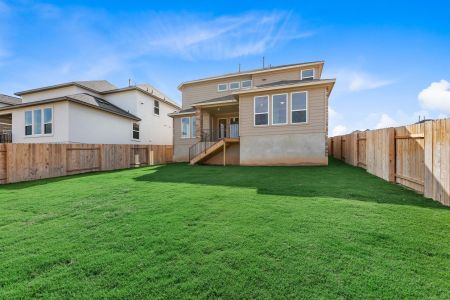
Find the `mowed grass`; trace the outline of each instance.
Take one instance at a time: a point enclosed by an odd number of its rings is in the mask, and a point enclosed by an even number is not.
[[[0,298],[450,298],[450,209],[364,170],[155,166],[0,187]]]

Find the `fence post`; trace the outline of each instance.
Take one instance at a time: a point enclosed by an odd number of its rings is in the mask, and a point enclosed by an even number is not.
[[[433,121],[426,121],[424,124],[424,180],[423,195],[428,198],[433,197]]]
[[[388,143],[389,143],[389,181],[395,182],[395,128],[388,128]]]

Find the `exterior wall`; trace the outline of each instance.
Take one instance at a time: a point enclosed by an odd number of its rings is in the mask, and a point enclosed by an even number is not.
[[[80,87],[67,86],[67,87],[55,88],[55,89],[51,89],[51,90],[40,91],[40,92],[22,95],[22,103],[29,103],[29,102],[33,102],[33,101],[58,98],[58,97],[63,97],[63,96],[68,96],[68,95],[79,94],[79,93],[88,93],[93,96],[100,97],[100,95],[97,95],[95,93],[92,93],[91,91],[82,89]]]
[[[10,114],[6,114],[6,115],[0,115],[0,134],[6,132],[6,131],[10,131],[12,129],[11,127],[11,115]],[[9,125],[8,125],[9,124]]]
[[[189,147],[197,143],[199,138],[181,138],[181,118],[192,117],[185,115],[173,118],[173,161],[187,162],[189,161]]]
[[[271,82],[276,82],[280,80],[299,80],[301,70],[305,69],[314,69],[315,79],[320,78],[319,74],[319,66],[315,67],[302,67],[292,68],[287,70],[277,70],[274,69],[271,71],[267,69],[268,72],[265,73],[256,73],[256,74],[248,74],[248,75],[236,75],[228,78],[221,79],[213,79],[210,81],[203,81],[199,83],[188,84],[182,88],[182,100],[183,100],[183,109],[190,108],[193,103],[200,102],[208,99],[213,99],[217,97],[226,96],[232,93],[232,91],[228,90],[225,92],[217,91],[217,84],[219,83],[230,83],[234,81],[242,81],[242,80],[253,80],[253,85],[261,85]]]
[[[77,103],[69,103],[68,123],[70,143],[139,143],[133,140],[133,120]]]
[[[10,106],[10,105],[0,102],[0,107],[7,107],[7,106]]]
[[[53,133],[51,135],[25,136],[25,111],[53,108]],[[8,113],[3,111],[2,113]],[[11,110],[13,143],[68,143],[69,103],[57,102]]]
[[[308,122],[305,124],[270,125],[271,96],[291,92],[308,92]],[[253,98],[269,95],[269,125],[254,126]],[[288,105],[290,107],[290,104]],[[324,87],[291,88],[272,92],[241,95],[239,123],[241,137],[240,160],[242,165],[297,165],[327,164],[328,98]]]
[[[159,101],[159,116],[154,114],[154,100],[139,91],[124,91],[108,94],[103,98],[112,104],[139,117],[140,142],[146,144],[171,145],[173,141],[173,120],[168,116],[175,107]]]
[[[183,109],[190,108],[193,103],[209,100],[213,98],[223,97],[226,95],[230,95],[230,90],[227,90],[225,92],[218,92],[217,91],[217,84],[219,83],[230,83],[234,81],[242,81],[242,80],[248,80],[251,79],[251,75],[245,75],[245,76],[236,76],[232,78],[222,78],[222,79],[216,79],[211,80],[207,82],[199,82],[195,84],[190,84],[182,89],[182,101],[183,101]]]

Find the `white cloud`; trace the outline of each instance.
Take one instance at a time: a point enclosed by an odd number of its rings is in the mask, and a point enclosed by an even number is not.
[[[335,111],[331,106],[328,106],[328,117],[330,120],[338,119],[340,116],[340,113]]]
[[[348,132],[347,127],[345,127],[344,125],[337,125],[336,127],[333,128],[332,136],[343,135],[346,134],[347,132]]]
[[[395,80],[392,79],[381,79],[379,76],[369,74],[365,71],[348,68],[330,71],[325,77],[337,78],[337,87],[347,92],[373,90],[395,83]]]
[[[399,123],[397,121],[392,119],[388,114],[382,114],[380,120],[375,126],[375,129],[396,127],[396,126],[399,126]]]
[[[423,108],[450,112],[450,82],[433,82],[419,93],[418,98]]]
[[[311,36],[299,31],[290,12],[250,12],[216,18],[204,15],[153,15],[147,26],[132,28],[143,54],[185,59],[224,59],[263,54],[282,42]]]

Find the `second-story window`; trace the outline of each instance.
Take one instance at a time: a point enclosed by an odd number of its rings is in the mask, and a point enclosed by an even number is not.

What you need to do:
Without copying the pictures, transcribe the entries exactly.

Response area:
Find the `mowed grass`; trace the outline of each instance.
Take one instance at a time: a point enclosed by an odd number of its rings is in the mask, and a point enclosed by an even number is not.
[[[0,298],[450,298],[450,209],[364,170],[155,166],[0,187]]]

Find the `fence post`; trace the outline of each instance.
Take one instance at a time: a point enclosed by an odd number of its rings is in the mask, and a point enclosed by an even number is not.
[[[433,121],[426,121],[424,124],[424,180],[423,195],[428,198],[433,197]]]
[[[388,143],[389,143],[389,181],[395,182],[395,128],[388,128]]]

Find the `exterior wall`; trace the outline of each instance.
Take one instance at a time: a point enclosed by an odd number of its rings is in the mask, and a point enclosed by an even number is not.
[[[80,87],[67,86],[67,87],[55,88],[55,89],[51,89],[51,90],[40,91],[40,92],[22,95],[22,103],[29,103],[29,102],[33,102],[33,101],[58,98],[58,97],[63,97],[63,96],[68,96],[68,95],[79,94],[79,93],[88,93],[93,96],[100,97],[100,95],[97,95],[95,93],[92,93],[91,91],[82,89]]]
[[[10,114],[6,114],[6,115],[0,115],[0,134],[6,132],[6,131],[10,131],[12,129],[11,127],[11,115]],[[9,125],[8,125],[9,124]]]
[[[189,147],[197,143],[199,138],[181,138],[181,118],[192,117],[185,115],[173,118],[173,161],[187,162],[189,161]]]
[[[271,82],[276,82],[280,80],[299,80],[301,70],[305,69],[314,69],[315,79],[320,78],[319,74],[319,66],[315,67],[302,67],[292,68],[287,70],[277,70],[274,69],[271,71],[267,69],[268,72],[265,73],[256,73],[256,74],[248,74],[248,75],[236,75],[228,78],[221,79],[213,79],[210,81],[203,81],[199,83],[188,84],[182,88],[182,100],[183,100],[183,109],[190,108],[193,103],[200,102],[208,99],[213,99],[217,97],[226,96],[232,93],[232,91],[228,90],[225,92],[217,91],[217,84],[219,83],[230,83],[234,81],[242,81],[242,80],[253,80],[253,85],[261,85]]]
[[[77,103],[69,103],[68,123],[70,143],[139,143],[133,140],[133,120]]]
[[[10,106],[10,105],[0,102],[0,107],[7,107],[7,106]]]
[[[53,133],[51,135],[25,136],[25,111],[53,108]],[[8,113],[3,111],[2,113]],[[11,110],[13,143],[68,143],[69,103],[57,102]]]
[[[308,122],[305,124],[270,125],[271,96],[291,92],[308,92]],[[253,98],[269,95],[269,125],[254,126]],[[288,105],[290,107],[290,104]],[[324,87],[291,88],[272,92],[241,95],[239,123],[241,137],[240,160],[242,165],[297,165],[327,164],[328,98]]]
[[[159,101],[159,116],[154,114],[154,100],[139,91],[124,91],[108,94],[103,98],[112,104],[139,117],[140,142],[146,144],[171,145],[173,141],[173,120],[168,116],[175,107]]]
[[[183,109],[190,108],[193,103],[209,100],[213,98],[223,97],[226,95],[230,95],[230,90],[227,90],[225,92],[218,92],[217,91],[217,84],[219,83],[230,83],[234,81],[242,81],[242,80],[248,80],[251,79],[251,75],[245,75],[245,76],[236,76],[232,78],[222,78],[222,79],[216,79],[211,80],[207,82],[199,82],[195,84],[190,84],[182,89],[182,101],[183,101]]]

Find the `white cloud`; trace the outline of each instance.
Take one instance at a time: a point enclosed by an odd number of its rings is in the mask, and a point enclosed by an even number is not.
[[[335,111],[331,106],[328,106],[328,117],[330,120],[338,119],[340,116],[340,113]]]
[[[348,132],[347,127],[345,127],[344,125],[337,125],[336,127],[333,128],[332,136],[343,135],[346,134],[347,132]]]
[[[395,80],[392,79],[381,79],[379,76],[369,74],[365,71],[348,68],[330,71],[325,77],[337,78],[337,87],[347,92],[373,90],[395,83]]]
[[[399,123],[397,121],[392,119],[388,114],[382,114],[380,120],[375,126],[375,129],[396,127],[396,126],[399,126]]]
[[[423,108],[450,112],[450,82],[433,82],[419,93],[418,98]]]
[[[311,36],[299,31],[290,12],[250,12],[216,18],[204,15],[153,15],[147,26],[132,28],[143,54],[185,59],[224,59],[263,54],[282,42]]]

Find the `second-story window`; trace the outline of each instance.
Take one instance at a time: a point enclosed by an odd number of its rings is in the mask, and a point enclosed by an even number is not.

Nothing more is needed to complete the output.